Given task ▸
Please continue the blackberry cabernet cupcake recipe from the point where it ends, adding the steps that follow.

Extracted text ▸
^^^^
Blackberry Cabernet Cupcakes

Blackberry Cabernet Cupcakes ~ When sugar and wine meet they birth cupcakes. At least they did this past weekend.

Blackberry Cabernet Cupcakes

Blackberry Cabernet Cupcakes

I really love making boozy anything and since I had left over wine and a surplus of blackberries I did a quick kitchen scan to see what my I could make with those two things. Naturally, no matter what I looked at cupcakes kept screaming at me

Blackberry Cabernet Cupcakes

I’m glad they did because these cupcakes are simple and delicious. It’s also a great way to use up leftover wine from a party. Don’t worry if you don’t have blackberries, depending on the wine, you can try this recipe with cherries, raspberries, blueberries and even some plums. But taste as you go, when you’re making your berry or fruit mixture. I’m definitely no wine expert. My expertise extends as far the recommendation from the given wine expert in the room.

Blackberry Cabernet Cupcakes 3

The Aftermath of a Shoot!

A few notes:

  • Don’t shortcut macerating (soaking) your berries. The deep flavors will be absent if you do.
  • If you haven’t noticed Alice Medrich’s chocolate cupcake recipe is my favorite to make, so once again, I used her recipe for the base and switched out the hot water portion with the wine and berry mixture.
  • The cupcakes come out a bit flat on the top. I’m thinking the added sugar and the wine may have messed with the chemistry in the recipe. That said, they still turned out fabulous and tasted great.
  • And for those wondering, based on the picture, yes, I do eat my cupcakes with a spoon or fork. I always have this fear that if I bite into a cupcake piled high with frosting that I will end up wit h some of it on my nose and cupcake crumbs between my teeth.

Blackberry Cabernet Cupcakes

Chocolate cupcake recipe adapted from Alice Medrich

Makes 12 cupcakes | Preparation: Position a rack in the lower third of the oven. Heat the oven to 350 degrees.


Macerated Berry Mixture | Makes 1 cup:

  • 3 cups blackberries
  • ½ cup Cabernet Sauvignon
  • 1 tablespoon sugar


  • 1 cup (4.5 ounces) all purpose flour
  • 1 cup plus 2 tablespoons (7.3 ounces) sugar
  • 1/3 cup plus 2 tablespoons (1.5 ounces) SCHARFFEN BERGER Unsweetened Natural Cocoa Powder
  • 1/2 teaspoon baking soda
  • 1/4 teaspoon salt
  • 1/2 cup (1 stick) unsalted butter, melted and warm
  • 2 large eggs
  • 1 teaspoon pure vanilla extract
  • 1/2 cup Blackberry mixture

Blackberry Cabernet Frosting:

  • 5 large egg whites
  • 11/2 cup sugar
  • 4 sticks unsalted butter, diced and softened
  • 1/4 teaspoon salt
  • 1 tablespoon vanilla
  • 1/2 cup Blackberry Mixture


Macerated Berry Mixture:

1. Place all ingredients in a bowl and gently stir to combine. Cover and refrigerate at least 2 hours or overnight. Remove mixture from refrigerator and place in a blender or food processor and process for 1-2 minutes to puree.
^^^^
Raw data ▸
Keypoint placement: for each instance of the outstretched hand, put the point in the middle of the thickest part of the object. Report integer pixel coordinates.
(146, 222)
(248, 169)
^^^^
Response to this task ▸
1. Add flour, cocoa powder, sugar, baking soda, and salt in a blow and mix thoroughly to combine. Add the butter, eggs, and vanilla and beat on medium speed for one minute. Add the butter and egg mixture and beat for 20 seconds. Scrape the sides of the bowl and add the blackberry mixture. Beat for 20-30 seconds until the batter is smooth. The batter will be thin enough to pour. Divide it evenly among the lined cups. Bake 18-22 minutes just until a toothpick inserted into a few of the cupcakes comes out clean. Set the pan on a rack to cool. Frost the cupcakes when they are completely cool.

TIP: For light tender cupcakes, spoon flour and cocoa lightly into measuring cups (instead of dipping the cups into the flour or cocoa) and then sweep the measures level without tapping or shaking them.

Blackberry Cabernet Frosting:

1. Combine egg whites and sugar in a bowl placed over simmering water. Bring mixture to 150 degrees F while whisking constantly.
2. Transfer mixture to stand mixer bowl, fitted with a whisk attachment and beat on medium speed until mixture cools and doubles in volume (about 10 minutes).
3. Add butter in one piece at a time, mixing to incorporate after each addition. The mixture may appear clumpy and almost curdled looking-this is normal. Keep mixing and it will become even and smooth again. Add salt and vanilla and mix to combine. Add blackberry mixture and mix to combine.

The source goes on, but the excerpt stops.